>> Begin Data section

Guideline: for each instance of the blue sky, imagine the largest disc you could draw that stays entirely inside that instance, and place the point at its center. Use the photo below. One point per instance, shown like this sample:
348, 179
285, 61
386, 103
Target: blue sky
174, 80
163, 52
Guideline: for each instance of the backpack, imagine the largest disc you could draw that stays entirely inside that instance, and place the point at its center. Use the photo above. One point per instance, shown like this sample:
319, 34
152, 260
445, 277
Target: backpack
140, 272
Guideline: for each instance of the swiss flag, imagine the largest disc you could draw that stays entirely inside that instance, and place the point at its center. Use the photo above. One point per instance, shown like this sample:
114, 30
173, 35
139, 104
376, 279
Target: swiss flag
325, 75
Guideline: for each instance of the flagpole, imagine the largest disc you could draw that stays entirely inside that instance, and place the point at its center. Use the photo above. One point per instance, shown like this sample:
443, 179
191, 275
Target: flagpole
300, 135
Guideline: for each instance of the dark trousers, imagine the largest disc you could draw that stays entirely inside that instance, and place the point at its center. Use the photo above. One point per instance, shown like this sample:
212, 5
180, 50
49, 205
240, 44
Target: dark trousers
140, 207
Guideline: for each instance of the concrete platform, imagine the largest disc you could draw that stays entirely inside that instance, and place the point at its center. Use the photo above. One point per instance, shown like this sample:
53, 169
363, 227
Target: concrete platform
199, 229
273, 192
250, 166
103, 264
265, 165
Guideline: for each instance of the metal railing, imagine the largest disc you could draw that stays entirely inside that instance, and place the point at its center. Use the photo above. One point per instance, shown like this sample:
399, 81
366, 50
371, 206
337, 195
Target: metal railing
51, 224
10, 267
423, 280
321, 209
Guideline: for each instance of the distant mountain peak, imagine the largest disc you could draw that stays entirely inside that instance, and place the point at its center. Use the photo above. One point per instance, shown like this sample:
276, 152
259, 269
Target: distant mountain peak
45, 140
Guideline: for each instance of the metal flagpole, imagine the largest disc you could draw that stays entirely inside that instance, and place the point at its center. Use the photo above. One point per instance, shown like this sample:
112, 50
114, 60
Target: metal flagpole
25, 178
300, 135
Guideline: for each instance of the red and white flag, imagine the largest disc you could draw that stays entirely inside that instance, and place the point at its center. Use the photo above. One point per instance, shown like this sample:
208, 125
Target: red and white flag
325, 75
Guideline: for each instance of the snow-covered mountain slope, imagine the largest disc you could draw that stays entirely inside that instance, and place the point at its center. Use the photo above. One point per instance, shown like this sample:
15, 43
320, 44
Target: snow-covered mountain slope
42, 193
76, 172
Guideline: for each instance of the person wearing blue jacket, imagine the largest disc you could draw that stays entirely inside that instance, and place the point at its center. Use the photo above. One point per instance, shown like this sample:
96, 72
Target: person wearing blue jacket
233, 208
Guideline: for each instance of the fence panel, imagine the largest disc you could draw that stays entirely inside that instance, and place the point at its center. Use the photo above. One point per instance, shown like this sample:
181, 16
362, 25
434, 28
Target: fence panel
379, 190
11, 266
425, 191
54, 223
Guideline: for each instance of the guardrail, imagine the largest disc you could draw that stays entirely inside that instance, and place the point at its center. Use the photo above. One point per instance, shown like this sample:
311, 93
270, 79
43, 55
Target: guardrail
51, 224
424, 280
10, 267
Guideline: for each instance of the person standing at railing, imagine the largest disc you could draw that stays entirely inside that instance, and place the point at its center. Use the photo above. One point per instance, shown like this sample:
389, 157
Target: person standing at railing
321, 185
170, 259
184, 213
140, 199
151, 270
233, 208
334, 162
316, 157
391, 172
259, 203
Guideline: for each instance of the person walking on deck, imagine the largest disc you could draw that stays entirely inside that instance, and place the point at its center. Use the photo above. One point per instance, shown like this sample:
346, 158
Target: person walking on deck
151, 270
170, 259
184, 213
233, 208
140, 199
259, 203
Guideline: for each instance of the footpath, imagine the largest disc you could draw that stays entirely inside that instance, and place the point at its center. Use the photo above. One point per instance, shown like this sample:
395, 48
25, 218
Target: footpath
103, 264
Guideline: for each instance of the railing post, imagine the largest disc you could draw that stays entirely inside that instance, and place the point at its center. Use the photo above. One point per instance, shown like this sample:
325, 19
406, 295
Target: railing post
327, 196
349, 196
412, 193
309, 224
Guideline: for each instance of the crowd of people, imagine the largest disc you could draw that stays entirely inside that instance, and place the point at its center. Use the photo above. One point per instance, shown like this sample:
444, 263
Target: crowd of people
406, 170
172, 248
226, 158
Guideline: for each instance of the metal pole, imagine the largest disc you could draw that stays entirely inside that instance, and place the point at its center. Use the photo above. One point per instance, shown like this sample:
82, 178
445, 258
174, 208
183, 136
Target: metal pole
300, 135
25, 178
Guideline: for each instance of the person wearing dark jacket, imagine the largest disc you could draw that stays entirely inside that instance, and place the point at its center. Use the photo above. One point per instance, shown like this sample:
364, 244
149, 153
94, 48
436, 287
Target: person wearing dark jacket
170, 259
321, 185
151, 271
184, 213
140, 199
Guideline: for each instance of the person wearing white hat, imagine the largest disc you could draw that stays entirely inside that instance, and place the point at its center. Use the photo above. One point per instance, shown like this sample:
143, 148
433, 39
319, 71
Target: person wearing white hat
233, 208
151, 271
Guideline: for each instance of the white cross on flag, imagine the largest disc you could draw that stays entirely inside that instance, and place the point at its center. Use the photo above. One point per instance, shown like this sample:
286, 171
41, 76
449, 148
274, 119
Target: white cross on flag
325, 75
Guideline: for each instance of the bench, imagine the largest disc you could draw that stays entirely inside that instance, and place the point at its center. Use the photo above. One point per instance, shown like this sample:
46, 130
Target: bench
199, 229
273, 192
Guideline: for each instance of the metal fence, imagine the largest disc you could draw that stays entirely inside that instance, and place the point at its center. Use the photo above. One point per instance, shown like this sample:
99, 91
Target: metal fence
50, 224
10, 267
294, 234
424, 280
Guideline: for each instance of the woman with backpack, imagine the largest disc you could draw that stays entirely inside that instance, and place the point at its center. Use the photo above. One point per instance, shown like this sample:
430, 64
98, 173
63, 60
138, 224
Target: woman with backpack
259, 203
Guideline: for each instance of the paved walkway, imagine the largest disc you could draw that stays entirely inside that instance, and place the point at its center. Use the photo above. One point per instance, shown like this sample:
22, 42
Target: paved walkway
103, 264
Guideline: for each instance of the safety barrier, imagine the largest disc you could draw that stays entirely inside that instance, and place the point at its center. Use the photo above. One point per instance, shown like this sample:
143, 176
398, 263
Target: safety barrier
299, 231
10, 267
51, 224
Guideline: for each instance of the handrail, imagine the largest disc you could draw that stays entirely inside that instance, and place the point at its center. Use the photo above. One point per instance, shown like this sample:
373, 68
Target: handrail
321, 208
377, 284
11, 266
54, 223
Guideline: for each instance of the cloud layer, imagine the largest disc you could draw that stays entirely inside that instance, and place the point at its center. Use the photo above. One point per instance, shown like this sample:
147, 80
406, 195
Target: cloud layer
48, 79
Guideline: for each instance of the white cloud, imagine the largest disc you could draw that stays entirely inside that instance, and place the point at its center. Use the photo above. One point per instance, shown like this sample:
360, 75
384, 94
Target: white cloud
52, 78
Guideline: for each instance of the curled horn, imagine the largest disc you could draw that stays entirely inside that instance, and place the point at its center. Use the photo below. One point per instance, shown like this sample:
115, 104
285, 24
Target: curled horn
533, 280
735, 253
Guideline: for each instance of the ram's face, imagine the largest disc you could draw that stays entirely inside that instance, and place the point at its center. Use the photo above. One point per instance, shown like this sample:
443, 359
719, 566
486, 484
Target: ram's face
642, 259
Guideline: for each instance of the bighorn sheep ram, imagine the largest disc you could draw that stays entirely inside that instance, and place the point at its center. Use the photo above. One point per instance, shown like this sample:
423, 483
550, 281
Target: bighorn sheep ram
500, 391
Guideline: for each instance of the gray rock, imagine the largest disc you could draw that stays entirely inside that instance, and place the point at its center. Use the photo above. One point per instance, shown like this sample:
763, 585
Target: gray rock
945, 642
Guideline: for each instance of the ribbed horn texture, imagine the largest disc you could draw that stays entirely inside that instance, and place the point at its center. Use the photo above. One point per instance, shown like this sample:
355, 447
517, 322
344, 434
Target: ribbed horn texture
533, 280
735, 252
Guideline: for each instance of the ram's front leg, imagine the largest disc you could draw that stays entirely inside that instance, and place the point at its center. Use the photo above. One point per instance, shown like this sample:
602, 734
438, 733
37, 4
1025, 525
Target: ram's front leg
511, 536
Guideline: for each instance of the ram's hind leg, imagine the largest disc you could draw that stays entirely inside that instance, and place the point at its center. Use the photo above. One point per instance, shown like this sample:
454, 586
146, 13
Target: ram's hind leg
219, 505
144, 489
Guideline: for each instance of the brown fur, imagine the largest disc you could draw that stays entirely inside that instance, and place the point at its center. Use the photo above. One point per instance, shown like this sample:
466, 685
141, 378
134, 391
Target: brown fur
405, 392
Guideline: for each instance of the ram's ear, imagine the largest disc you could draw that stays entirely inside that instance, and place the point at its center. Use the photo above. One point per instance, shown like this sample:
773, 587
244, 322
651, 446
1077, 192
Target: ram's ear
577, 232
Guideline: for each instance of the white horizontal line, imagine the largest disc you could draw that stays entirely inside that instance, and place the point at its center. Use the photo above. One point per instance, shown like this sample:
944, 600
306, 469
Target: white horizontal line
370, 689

>> End Data section

• Task requirements: Pull out every line from the one with "Guideline: for each instance of the ram's ear, imagine" to the end of the listing, and output only those.

• Completed task:
Guideline: for each instance of the ram's ear, imagine the largest disc you could draw that stays entirely inside that instance, and place the point at its center. Use the photo above. One point per instance, shown like this sample:
773, 587
244, 322
651, 446
1077, 192
Target: ram's ear
577, 232
Guideline: for each instance of the white horizontal line, imagine the largest disc you could draw that stays entirely inside that instance, and place the point at its center. Use the photo above. One point per instance, shown like this sample:
944, 600
306, 469
Target: white horizontal line
370, 689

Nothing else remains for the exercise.